● Exercise: What's needed is an exact copy of the lines from the one that contains "Query: yellow encrusted growth" to the end of the data below, leaving the pictures out.
*** Data for this exercise ***
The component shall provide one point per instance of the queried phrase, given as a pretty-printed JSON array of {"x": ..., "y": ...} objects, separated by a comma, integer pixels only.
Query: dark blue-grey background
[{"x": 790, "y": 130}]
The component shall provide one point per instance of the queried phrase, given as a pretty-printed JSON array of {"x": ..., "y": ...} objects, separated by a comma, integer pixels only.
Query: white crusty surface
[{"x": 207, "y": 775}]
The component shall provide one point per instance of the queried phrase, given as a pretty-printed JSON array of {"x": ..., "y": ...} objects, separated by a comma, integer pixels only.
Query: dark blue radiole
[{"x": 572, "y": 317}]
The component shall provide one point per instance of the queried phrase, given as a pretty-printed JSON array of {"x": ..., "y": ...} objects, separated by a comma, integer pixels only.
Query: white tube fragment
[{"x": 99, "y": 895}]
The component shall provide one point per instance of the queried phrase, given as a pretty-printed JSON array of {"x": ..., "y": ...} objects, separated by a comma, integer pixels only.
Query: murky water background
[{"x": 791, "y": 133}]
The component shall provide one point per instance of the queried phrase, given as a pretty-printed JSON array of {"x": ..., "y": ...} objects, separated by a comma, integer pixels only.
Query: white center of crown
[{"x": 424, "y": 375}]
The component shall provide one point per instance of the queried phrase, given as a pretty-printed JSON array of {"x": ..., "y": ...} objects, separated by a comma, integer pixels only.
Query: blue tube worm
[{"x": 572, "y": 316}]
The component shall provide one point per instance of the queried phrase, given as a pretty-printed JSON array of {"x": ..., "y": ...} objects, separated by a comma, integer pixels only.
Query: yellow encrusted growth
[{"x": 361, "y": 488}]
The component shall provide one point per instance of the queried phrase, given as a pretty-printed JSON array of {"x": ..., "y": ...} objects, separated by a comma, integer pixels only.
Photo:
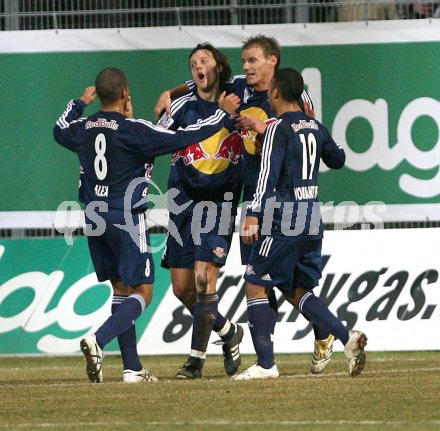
*** End of Data for this exercise ***
● Finished task:
Query: yellow encrusted growth
[{"x": 361, "y": 488}]
The component shall provide one point per instance of the queried phrase, given as a pretty-printed JSON array of {"x": ..., "y": ...} objects, separated by a comma, integer pixels only.
Photo:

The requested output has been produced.